*** Opening of Extract to read ***
Until the early 20th century, the transmission of malaria was unknown. Doctors would argue about what malaria was, what caused it, and how it spread, everything was up in the air about the disease. In 1897, Sir Ronald Ross dissected the stomach tissue of an anopheline mosquito that had previously fed on a malaria patient. Ross found the malaria parasite and went on to prove to the scientific community and everyone else that mosquitoes were the real culprits for transmitting malaria. However, before this, the late 1800s were full of doctors claiming absurd things regarding malaria.
A Little More on Malaria
Today we know that malaria is a life-threatening disease spread from some types of mosquitoes to humans, specifically the infected female Anopheles mosquitoes. Typically found in tropical climates due to the mosquitoes’ breeding needs, malaria is both preventable and curable. Symptoms can range from mild to severe and include high fevers, chills, and a general flu-like illness. When it’s a more severe case, symptoms can include confusion and seizures. While most people may experience a mild case, if left untreated cases can turn severe and even deadly. The World Health Organization states that as of 2021, nearly half the world’s population is at risk of malaria. Knowing what we know today, we’re able to diagnose, treat, and even cure malaria. However, in the late 1800s, it was a completely different situation.
*** Close of Extract to read ***
● **Assigned task 1**
In the passage on malaria's history, in what year did Sir Ronald Ross dissect the stomach tissue of an anopheline mosquito?
● **Assigned task 2**
List every symptom of malaria that the passage on malaria's history names.
● **Assigned task 3**
Reproduce the part of the passage on malaria's history starting at "Until the early" and ending at "things regarding malaria.".
*** Opening of Entries shown ***
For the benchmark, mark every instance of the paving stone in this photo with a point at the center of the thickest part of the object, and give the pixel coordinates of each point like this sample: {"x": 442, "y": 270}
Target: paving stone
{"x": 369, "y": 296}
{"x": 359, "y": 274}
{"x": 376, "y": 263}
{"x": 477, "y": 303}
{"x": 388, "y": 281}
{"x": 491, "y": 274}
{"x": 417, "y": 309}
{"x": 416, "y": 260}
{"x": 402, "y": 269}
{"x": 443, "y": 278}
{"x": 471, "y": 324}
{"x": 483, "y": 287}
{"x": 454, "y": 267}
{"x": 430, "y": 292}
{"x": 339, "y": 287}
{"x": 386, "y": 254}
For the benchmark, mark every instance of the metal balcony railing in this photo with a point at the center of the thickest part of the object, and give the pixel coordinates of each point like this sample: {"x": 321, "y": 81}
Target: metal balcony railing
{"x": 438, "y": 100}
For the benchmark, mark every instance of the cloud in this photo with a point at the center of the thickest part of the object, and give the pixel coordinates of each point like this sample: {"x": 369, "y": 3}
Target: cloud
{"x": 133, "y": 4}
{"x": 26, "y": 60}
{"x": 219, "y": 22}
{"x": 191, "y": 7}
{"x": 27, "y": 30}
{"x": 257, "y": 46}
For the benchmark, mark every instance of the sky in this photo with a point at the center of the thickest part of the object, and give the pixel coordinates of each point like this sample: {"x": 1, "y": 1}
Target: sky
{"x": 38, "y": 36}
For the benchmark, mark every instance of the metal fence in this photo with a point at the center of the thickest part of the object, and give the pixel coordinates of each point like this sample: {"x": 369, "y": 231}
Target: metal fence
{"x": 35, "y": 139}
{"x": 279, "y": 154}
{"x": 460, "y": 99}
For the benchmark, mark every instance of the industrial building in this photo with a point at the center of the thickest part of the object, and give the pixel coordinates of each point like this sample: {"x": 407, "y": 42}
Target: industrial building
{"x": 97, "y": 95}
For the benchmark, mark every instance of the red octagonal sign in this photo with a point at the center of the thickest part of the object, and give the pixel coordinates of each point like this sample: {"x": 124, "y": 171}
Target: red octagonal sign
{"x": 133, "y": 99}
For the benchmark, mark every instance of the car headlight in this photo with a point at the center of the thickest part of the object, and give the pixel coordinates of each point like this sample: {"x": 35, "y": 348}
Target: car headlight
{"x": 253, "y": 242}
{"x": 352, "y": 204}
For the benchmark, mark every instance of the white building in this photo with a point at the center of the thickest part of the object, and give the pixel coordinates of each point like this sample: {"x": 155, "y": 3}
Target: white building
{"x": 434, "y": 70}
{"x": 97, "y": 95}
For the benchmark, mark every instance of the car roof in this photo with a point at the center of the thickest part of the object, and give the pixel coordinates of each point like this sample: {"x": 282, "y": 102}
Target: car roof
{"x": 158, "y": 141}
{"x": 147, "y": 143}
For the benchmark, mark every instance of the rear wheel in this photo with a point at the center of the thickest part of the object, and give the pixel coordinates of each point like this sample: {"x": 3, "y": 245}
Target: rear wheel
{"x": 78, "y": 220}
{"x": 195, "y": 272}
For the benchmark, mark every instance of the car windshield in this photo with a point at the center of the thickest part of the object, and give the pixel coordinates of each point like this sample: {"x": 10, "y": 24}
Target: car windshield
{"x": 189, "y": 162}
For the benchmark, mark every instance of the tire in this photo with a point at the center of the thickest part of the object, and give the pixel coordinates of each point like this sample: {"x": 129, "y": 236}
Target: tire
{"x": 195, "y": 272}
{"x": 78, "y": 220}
*** Close of Entries shown ***
● **Written response 1**
1897

● **Written response 2**
High fevers, chills, a general flu-like illness, confusion, and seizures.

● **Written response 3**
Until the early 20th century, the transmission of malaria was unknown. Doctors would argue about what malaria was, what caused it, and how it spread, everything was up in the air about the disease. In 1897, Sir Ronald Ross dissected the stomach tissue of an anopheline mosquito that had previously fed on a malaria patient. Ross found the malaria parasite and went on to prove to the scientific community and everyone else that mosquitoes were the real culprits for transmitting malaria. However, before this, the late 1800s were full of doctors claiming absurd things regarding malaria.